● Stored dataset items:
· · · ·
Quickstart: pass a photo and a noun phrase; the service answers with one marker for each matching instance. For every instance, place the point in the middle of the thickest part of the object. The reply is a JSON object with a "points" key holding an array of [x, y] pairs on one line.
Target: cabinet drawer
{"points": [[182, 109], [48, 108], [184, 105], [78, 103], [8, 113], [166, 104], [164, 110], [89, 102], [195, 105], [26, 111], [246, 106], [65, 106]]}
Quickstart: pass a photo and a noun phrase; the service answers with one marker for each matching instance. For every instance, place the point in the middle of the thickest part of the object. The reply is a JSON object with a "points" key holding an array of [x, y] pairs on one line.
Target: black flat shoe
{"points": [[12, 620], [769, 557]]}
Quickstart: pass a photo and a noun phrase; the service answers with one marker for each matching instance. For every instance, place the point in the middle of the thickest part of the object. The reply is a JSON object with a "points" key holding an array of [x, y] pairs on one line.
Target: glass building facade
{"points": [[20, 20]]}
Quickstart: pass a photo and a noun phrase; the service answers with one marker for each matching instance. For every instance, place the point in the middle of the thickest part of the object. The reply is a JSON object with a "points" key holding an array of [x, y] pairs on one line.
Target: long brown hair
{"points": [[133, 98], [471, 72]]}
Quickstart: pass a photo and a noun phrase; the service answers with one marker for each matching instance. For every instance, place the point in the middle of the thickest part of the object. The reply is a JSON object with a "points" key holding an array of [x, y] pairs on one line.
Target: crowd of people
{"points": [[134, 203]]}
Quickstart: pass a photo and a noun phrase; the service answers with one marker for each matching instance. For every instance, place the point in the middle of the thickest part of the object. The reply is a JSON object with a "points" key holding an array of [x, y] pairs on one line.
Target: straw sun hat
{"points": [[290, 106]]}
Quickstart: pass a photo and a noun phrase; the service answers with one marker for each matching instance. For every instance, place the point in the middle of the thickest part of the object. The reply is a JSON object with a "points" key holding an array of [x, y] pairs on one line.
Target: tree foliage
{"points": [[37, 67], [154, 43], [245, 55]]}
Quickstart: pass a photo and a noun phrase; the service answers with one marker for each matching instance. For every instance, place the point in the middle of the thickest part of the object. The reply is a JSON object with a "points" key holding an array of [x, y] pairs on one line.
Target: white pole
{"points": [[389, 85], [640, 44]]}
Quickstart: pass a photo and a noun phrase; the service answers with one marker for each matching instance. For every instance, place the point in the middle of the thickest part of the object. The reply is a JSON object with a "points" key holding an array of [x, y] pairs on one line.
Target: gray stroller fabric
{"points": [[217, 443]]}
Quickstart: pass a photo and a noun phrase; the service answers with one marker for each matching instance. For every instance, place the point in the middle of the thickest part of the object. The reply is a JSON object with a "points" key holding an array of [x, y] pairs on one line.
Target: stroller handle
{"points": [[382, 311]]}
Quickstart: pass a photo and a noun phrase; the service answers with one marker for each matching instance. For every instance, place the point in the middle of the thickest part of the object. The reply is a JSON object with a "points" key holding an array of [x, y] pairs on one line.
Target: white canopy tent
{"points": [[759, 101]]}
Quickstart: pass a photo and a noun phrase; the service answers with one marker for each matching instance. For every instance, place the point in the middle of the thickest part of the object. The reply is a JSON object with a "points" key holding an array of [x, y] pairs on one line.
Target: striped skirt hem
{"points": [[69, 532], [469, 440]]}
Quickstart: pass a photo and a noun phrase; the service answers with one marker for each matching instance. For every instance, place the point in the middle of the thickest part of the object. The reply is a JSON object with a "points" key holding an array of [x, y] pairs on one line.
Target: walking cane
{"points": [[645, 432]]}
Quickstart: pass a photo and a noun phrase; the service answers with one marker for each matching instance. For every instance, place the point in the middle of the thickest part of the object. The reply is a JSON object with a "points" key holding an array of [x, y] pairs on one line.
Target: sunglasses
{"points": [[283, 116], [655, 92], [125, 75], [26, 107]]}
· · · ·
● Given exercise: Extract every line of the records above that contains the string "white", treating uppercase and lowercase letters as distinct.

● Expected output:
Target: white pole
Target: white canopy tent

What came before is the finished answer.